Bertrand, vingt-six ans, peut envisager la vie avec optimisme. Il possède un physique agréable, tout le monde le dit. Brun, coiffé en arrière, des yeux bleus de séducteur, une jolie barbe naissante, un air bourgeois qui donne confiance. D'ailleurs, hormis ces qualités physiques, Bertrand possède un métier intéressant et plein d'avenir : il est géomètre dans un cabinet d'architectes de la région parisienne. Et ce n'est pas tout : le beau Bertrand est aimé d'une jolie fille et il lui rend bien son amour depuis de nombreuses années. Tout ça doit logiquement se terminer par un beau mariage dès qu'ils se sentiront prêts à prendre des responsabilités familiales. Bertrand peut envisager l'avenir avec optimisme. Il n'a même pas de problème de logement puisqu'il demeure dans un charmant studio en proche banlieue, à deux pas de Paris. Et comme sa jolie fiancée n'est pas libre tous les soirs et puisqu'il possède quelques moyens financiers, Bertrand, quand il est seul, aime à se rendre à Paris, spécialement dans le quatorzième ou le quinzième arrondissement. Il a ses petites habitudes.

┄┄┄┄┄┄┄┄┄┄

▶ [Exercice écrit 1]:
D'après le texte sur Bertrand, quel métier exerce-t-il ?

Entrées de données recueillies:
┄┄┄┄┄┄┄┄┄┄

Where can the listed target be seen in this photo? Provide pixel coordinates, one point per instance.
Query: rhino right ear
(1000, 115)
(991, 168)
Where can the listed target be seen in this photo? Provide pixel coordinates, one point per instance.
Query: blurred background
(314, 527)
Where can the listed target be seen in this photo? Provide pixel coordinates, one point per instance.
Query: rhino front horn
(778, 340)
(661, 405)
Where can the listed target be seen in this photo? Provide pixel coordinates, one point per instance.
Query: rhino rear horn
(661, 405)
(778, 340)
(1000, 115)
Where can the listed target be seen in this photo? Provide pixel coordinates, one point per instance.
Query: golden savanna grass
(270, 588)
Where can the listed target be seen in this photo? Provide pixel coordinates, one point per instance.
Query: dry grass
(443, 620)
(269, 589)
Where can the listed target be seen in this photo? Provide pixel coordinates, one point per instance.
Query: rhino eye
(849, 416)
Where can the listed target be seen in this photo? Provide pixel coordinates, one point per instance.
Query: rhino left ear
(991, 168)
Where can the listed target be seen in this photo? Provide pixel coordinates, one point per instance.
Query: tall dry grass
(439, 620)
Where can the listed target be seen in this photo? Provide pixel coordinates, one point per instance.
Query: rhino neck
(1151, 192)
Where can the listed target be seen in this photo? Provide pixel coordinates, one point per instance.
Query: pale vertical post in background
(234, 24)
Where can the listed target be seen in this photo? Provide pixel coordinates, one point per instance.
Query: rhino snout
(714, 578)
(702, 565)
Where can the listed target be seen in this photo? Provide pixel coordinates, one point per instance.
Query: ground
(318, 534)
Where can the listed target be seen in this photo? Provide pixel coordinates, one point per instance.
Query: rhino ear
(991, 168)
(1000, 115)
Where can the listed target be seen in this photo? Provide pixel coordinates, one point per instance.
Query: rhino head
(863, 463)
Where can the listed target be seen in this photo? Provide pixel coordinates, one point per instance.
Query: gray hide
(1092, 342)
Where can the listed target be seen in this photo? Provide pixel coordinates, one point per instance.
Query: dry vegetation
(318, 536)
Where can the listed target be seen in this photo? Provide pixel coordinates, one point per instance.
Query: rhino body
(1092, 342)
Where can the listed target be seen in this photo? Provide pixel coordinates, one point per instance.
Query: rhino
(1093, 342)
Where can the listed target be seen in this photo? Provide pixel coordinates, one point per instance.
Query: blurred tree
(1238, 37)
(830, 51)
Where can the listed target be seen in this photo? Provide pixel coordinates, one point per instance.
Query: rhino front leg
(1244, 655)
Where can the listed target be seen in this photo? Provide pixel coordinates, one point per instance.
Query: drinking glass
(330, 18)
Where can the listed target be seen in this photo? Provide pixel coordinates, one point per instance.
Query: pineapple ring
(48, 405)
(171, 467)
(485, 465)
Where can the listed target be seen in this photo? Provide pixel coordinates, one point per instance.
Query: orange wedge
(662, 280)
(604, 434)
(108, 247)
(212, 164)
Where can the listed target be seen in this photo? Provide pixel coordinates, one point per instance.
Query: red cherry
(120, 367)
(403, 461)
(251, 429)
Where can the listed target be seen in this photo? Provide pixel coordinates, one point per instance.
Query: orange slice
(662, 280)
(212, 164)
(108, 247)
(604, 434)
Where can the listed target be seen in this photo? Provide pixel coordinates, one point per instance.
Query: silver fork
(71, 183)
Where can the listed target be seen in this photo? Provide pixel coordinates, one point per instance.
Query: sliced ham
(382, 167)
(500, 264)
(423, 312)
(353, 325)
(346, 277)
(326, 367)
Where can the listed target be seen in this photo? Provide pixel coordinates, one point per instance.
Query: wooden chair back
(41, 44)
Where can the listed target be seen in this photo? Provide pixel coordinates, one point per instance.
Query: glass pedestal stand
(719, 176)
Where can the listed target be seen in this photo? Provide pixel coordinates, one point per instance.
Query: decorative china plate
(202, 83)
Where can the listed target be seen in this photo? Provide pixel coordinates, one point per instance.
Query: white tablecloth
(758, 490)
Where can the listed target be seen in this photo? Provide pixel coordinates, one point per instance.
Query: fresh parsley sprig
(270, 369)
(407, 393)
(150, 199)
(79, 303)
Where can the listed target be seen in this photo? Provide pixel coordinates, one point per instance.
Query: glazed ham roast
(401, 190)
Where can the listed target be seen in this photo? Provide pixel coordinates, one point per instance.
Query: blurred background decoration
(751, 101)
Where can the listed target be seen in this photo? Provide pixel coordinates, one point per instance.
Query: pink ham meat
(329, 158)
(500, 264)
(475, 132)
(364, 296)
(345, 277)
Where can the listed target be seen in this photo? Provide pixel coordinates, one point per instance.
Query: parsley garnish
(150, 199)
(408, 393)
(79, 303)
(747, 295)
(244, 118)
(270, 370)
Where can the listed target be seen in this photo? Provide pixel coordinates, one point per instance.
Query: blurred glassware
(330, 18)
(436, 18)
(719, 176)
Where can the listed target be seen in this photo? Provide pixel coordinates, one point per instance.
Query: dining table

┄┄┄┄┄┄┄┄┄┄

▶ [Exercice écrit 2]:
Relevez chaque ligne des enregistrements qui contient la chaîne "grass". La casse compte.

▶ [Résultat obtenu 1]:
Il est géomètre dans un cabinet d'architectes de la région parisienne.

▶ [Résultat obtenu 2]:
Query: golden savanna grass
Query: dry grass
Query: tall dry grass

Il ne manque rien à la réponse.